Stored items
———

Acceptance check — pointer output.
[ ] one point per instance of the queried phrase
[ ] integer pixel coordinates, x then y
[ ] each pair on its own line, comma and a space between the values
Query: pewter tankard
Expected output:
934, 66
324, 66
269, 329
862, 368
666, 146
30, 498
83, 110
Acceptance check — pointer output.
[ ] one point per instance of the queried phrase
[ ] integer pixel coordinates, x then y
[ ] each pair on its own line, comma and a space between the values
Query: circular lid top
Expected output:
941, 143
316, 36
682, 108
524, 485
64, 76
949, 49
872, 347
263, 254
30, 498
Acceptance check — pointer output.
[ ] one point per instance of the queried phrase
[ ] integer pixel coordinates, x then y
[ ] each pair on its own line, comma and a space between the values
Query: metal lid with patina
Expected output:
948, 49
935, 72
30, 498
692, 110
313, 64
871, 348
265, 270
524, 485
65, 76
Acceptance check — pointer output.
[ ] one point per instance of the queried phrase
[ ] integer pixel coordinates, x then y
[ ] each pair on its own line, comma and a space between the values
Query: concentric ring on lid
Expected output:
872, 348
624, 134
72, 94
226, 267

———

Work to complete: Starting with the line that contains "Query: metal lid with patina", print every line through the end of the entries above exactly as written, both boundary lines included, and nothing else.

Exercise answer:
Query: metal lid with patina
Expected output:
948, 49
935, 72
30, 498
692, 110
313, 64
871, 348
265, 270
524, 485
65, 76
Acceptance check — pointer output.
[ ] one point per instance of the queried phrase
[ ] integer pixel coordinates, x then y
[ ] each pair on its own line, comma and a space between the values
Query: concentric ring on lid
Expected output:
872, 348
624, 134
72, 94
226, 267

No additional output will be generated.